+++ Data to process

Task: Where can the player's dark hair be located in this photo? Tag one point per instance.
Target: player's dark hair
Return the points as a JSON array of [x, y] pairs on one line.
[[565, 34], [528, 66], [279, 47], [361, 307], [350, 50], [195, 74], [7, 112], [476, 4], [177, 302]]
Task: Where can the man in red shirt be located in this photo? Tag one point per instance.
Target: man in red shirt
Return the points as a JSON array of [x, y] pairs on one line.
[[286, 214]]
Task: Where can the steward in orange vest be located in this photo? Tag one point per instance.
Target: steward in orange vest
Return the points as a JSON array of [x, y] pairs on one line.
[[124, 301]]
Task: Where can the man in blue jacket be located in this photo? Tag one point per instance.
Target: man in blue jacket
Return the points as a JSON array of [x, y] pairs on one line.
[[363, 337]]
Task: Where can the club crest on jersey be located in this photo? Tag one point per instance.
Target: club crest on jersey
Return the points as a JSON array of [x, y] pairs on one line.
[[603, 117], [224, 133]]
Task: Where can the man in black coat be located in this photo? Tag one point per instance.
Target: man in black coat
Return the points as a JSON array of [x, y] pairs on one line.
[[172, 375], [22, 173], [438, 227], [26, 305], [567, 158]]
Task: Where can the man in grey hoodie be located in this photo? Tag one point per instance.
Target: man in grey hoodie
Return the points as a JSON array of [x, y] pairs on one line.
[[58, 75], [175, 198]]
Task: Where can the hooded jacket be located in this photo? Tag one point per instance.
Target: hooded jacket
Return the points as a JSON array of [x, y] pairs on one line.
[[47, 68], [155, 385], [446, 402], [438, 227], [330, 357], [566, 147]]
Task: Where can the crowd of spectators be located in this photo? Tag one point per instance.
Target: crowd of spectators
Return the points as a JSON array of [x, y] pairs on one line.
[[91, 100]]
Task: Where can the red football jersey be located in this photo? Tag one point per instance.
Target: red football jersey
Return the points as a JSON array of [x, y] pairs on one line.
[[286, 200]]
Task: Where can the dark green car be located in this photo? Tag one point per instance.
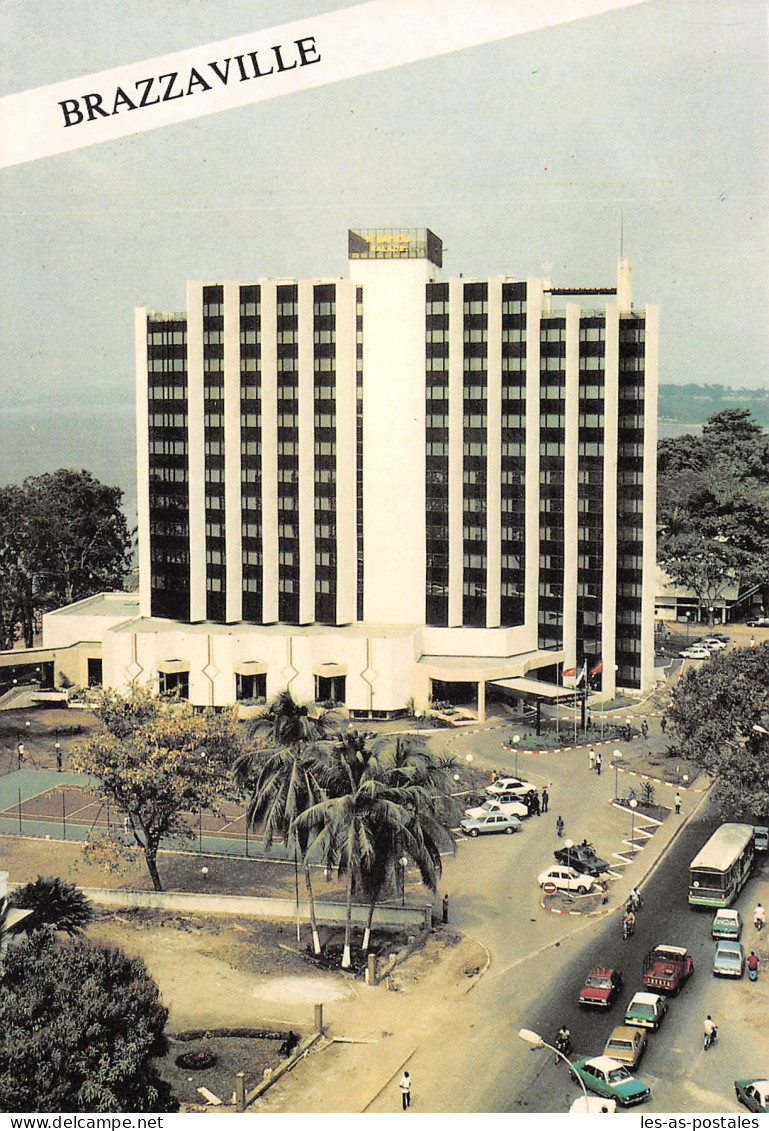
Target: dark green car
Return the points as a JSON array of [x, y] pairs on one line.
[[753, 1094], [607, 1077]]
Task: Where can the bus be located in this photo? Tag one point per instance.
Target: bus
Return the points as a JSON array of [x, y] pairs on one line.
[[722, 866]]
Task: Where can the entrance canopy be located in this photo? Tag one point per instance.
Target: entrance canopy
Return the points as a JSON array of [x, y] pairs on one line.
[[538, 688]]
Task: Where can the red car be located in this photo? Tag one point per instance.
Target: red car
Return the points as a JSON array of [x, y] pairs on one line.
[[666, 968], [601, 989]]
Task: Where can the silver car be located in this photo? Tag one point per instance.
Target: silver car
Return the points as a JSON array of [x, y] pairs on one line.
[[728, 959]]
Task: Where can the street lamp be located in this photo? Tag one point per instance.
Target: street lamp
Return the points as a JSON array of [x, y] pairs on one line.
[[534, 1038], [633, 806], [618, 759]]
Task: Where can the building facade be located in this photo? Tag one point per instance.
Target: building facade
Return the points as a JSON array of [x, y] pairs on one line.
[[392, 486]]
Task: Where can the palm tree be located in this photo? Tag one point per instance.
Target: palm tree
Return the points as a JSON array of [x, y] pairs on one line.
[[282, 776], [383, 802]]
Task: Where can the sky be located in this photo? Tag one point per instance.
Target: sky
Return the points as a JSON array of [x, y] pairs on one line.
[[537, 155]]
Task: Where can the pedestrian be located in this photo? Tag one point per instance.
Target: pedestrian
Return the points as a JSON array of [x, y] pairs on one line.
[[406, 1090]]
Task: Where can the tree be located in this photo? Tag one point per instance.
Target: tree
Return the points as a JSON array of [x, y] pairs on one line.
[[62, 536], [160, 762], [715, 711], [281, 776], [713, 506], [79, 1026], [383, 803], [53, 903]]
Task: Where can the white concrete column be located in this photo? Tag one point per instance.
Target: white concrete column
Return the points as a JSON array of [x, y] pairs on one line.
[[143, 459], [570, 484], [268, 368], [196, 445], [611, 422], [494, 456], [456, 446], [650, 391], [307, 463], [346, 547], [233, 538], [535, 302]]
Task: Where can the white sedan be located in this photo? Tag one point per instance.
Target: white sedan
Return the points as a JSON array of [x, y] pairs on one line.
[[509, 808], [567, 879], [510, 785]]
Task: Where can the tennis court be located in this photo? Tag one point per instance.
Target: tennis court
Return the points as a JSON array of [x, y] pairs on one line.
[[75, 811]]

++++++

#### [Task instructions]
Rewrite in full the lines from the one containing "Task: Where can the palm" through the one containing "[[537, 155]]", inclusive, adding 24 to every coordinate in their answers.

#### [Solution to this problem]
Task: Where can the palm tree be located in this photo? Tag one point per instance.
Target: palm tree
Return the points as a JSON array of [x, y] pairs on one line.
[[306, 800], [407, 826]]
Task: Where can the sky be located in this photo? Tag one point per instance.
Target: sky
Return the points as a JSON array of [x, y] pairs on one line.
[[561, 179]]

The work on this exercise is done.